++++ ТЕКСТ ДЛЯ ЧТЕНИЯ

Пункт 3. Не вступайте в дуэль.

Спектакли Себ не любит. Драмы тем более. Затянутых сцен – не выносит на дух, и эту терпит только из-за того, что она сдерживает поток разноцветных вспышек и веселых искр с двух, а то и сразу трех сторон, временно оставляя его за наблюдателя. От недавнего страха не остается и следа, покуда младшего Лестрейнджа затягивает куда-то в круговорот безумия, и наблюдать за всей этой картиной – все равно, что участвовать в поведенческом эксперименте. Психологией, кстати, Селвин так же успешно пренебрегает – вот почему различимо втягивает воздух под звук нелепой тирады Рудольфуса Лестрейнджа. С террористами (пусть даже родными братьями) не ведут переговоров. Террористов вяжут и допрашивают – вот, как работает система, без разговоров о погоде, чувствах и прочего фарса. И раз уж он единственный, кто это понимает, самое время взять дело в свои руки.

Действительно, хватит! — он почти шипит это в сторону Рудольфуса  в ту же секунду, когда зеленая(зеленая??) вспышка уходит куда-то вбок, не задевая никого из них – то ли у состоявшегося серийного убийцы все еще прихрамывает реализация, то ли желания не достает, проверять Селвин как-то не собирается.  Смертельное проклятье похоже на шутку столь же мало, сколь Рабастан сейчас – на трезвомыслящего человека. Себастьяну же вполне достаточно чудесного подтверждение его несомненной правоты. Злость – третье чувство, приходящее сегодня на смену страху и удивлению, и именно злостью продиктованы его действия, когда с палочки срывается Impedimenta, а прямо сразу за ней –  более серьезное Axelitus.

действия

Отредактировано Sebastian Selwyn (2020-09-04 19:31:45)

+6

7

Его слова не находят цели, просто не достигают ее, и мужчина силится понять почему. Рабастан Огненный и Смертоносный Вихрь Лестрейндж, виртуозен в проклятиях темной магии, но так и не научился владеть своими эмоциями, только вот таким опустошенным он его видел впервые. Померкший, почерневший в невыразимом равнодушии, скольких ты убил сегодня, Рабастан, ты ведь даже не считал, женщины, мужчины, старики, дети.

Смерть танцует его в своем вальсе, соблазняет в танго, зовет в зажигательный джайв, только вот ты не чувствуешь ее желаний поиграть, не отвечаешь флиртом на флирт, для тебя этот день закончился, не успев начаться, померк, посерел.

- Что значит - не я? Кем я еще могу быть...

Смертоностное проклятие, так легко сорвавшееся с кончика чужой палочки, вызывает смесь ужаса и восхищения. “Какого….!?” - успевает подумать он, прежде чем ослепляющая зеленая вспышка проносится мимо него, а сам мужчина не успевает понять ничего, ведомый инстинктами своего тела, совершающего стремительный шаг в сторону. Он все еще жив и чувствует, как заклинание, так удачно усиливавшее его сенсорные способностей последний десяток минут, сходит на нет, заставляя передернуть плечами от легкой судороги, пронизывающей позвоночник от загривка до копчика.

++++++++
++++ СПИСОК ДАННЫХ

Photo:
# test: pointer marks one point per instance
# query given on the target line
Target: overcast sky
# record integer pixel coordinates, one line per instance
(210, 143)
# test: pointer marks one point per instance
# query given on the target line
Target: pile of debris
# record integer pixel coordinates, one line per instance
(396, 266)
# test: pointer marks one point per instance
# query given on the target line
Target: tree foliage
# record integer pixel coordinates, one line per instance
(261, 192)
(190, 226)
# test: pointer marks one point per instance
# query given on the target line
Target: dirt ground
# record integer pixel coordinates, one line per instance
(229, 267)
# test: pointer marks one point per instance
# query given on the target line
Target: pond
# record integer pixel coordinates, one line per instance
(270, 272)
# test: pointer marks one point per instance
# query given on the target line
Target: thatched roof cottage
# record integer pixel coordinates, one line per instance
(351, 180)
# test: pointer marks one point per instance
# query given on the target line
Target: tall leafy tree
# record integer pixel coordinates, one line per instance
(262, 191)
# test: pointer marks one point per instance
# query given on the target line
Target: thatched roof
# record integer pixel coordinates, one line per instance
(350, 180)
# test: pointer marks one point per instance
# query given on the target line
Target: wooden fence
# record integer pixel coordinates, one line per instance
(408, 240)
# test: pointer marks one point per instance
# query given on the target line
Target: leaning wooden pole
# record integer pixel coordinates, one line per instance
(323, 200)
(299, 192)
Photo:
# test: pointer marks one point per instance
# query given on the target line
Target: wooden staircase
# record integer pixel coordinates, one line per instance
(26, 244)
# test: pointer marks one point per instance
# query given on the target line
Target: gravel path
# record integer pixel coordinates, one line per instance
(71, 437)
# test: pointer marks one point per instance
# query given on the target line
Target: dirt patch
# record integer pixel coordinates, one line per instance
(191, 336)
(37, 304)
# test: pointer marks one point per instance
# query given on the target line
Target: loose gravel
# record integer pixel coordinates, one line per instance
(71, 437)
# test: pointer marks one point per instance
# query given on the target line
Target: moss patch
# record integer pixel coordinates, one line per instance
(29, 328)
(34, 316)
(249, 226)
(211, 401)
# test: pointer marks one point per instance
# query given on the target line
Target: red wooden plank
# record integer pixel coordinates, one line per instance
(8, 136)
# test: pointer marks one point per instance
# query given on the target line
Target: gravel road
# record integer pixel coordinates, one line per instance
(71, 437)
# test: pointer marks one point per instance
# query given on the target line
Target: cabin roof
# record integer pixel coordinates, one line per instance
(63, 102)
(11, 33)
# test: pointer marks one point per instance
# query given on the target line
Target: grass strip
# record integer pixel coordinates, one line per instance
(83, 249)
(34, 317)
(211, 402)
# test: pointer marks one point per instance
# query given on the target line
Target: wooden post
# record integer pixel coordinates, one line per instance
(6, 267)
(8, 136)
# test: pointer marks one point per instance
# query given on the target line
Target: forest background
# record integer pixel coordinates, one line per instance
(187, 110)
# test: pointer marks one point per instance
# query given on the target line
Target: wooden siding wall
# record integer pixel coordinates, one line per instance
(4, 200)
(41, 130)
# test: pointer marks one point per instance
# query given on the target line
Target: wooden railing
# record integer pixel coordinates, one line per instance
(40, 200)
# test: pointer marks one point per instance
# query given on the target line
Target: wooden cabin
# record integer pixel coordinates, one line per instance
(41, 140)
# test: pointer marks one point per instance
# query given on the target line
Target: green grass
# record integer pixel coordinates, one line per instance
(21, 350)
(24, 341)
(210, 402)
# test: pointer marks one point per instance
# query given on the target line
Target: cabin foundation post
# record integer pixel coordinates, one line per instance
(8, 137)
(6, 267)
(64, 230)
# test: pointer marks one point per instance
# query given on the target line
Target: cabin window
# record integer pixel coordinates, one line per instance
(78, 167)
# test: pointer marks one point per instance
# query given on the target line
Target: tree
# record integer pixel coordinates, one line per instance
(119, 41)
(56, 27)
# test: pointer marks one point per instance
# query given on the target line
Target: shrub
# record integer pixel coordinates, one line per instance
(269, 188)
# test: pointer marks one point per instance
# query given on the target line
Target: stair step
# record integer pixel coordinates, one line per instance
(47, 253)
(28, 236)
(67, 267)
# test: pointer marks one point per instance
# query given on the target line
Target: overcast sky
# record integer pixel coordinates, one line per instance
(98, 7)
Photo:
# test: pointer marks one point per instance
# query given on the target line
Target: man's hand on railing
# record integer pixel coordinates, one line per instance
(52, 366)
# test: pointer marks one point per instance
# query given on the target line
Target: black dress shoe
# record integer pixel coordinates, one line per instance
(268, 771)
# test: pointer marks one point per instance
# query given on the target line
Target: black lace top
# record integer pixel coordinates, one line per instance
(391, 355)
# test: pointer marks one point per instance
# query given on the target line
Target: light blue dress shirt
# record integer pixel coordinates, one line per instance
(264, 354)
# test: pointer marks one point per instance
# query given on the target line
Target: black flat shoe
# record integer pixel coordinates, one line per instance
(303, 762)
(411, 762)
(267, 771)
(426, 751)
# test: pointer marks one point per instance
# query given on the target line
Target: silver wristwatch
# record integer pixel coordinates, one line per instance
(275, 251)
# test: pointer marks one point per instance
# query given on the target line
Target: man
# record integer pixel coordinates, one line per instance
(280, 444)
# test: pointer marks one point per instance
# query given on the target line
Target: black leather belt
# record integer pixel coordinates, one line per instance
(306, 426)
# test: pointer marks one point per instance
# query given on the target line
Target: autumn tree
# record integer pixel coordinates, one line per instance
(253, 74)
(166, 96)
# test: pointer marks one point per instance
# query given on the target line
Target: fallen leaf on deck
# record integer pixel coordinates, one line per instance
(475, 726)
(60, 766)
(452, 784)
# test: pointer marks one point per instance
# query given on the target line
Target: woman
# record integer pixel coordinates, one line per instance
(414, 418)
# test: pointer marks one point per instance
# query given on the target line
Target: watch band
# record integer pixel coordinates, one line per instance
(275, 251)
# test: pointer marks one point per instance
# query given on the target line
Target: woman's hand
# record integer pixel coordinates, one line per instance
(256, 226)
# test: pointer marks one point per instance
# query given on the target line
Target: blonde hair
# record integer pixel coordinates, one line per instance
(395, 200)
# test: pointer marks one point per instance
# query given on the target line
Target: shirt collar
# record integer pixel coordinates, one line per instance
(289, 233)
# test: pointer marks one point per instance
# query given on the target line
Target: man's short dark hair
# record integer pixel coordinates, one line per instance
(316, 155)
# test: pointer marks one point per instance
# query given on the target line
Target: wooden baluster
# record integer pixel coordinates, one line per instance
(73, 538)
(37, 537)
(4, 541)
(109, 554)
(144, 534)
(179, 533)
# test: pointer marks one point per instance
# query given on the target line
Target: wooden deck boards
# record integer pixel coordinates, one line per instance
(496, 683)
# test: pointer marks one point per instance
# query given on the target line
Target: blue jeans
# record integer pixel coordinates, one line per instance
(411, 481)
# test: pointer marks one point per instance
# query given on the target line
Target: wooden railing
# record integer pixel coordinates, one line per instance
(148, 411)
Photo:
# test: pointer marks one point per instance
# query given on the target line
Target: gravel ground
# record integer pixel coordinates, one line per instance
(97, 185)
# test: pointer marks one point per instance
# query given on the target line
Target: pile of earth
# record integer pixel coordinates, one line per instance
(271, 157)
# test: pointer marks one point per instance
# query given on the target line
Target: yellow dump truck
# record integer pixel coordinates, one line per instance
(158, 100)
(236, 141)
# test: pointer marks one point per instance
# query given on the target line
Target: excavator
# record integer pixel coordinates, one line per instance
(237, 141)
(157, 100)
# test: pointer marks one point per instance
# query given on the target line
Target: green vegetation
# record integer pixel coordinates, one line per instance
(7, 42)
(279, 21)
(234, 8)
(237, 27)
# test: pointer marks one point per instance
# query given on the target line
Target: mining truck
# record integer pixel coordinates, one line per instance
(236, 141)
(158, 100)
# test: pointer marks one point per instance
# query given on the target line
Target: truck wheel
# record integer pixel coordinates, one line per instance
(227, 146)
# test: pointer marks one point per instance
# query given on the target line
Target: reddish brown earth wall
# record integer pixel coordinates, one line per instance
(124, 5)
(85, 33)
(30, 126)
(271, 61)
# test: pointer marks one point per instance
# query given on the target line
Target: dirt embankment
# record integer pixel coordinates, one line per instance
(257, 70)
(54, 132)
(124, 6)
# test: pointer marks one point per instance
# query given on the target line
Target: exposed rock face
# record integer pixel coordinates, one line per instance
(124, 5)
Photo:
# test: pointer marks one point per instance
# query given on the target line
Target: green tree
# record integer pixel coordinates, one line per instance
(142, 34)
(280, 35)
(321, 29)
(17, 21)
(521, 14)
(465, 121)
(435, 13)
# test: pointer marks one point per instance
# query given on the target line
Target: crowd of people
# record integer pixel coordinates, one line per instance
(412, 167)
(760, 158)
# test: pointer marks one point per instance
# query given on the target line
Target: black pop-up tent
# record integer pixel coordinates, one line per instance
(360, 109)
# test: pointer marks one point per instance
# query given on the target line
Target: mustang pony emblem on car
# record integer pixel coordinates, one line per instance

++++++++

▶ [ЧТО СДЕЛАТЬ]:
Ответьте на вопросы по тексту для чтения:
1. Что, по мнению Селвина, делают с террористами вместо переговоров?
2. Какое чувство приходит сегодня на смену страху и удивлению?
3. Какие два заклинания срываются с палочки Селвина и в каком порядке?

▶ [ОТВЕТ]:
1. Их вяжут и допрашивают.
2. Злость.
3. Сначала Impedimenta, сразу за ним Axelitus.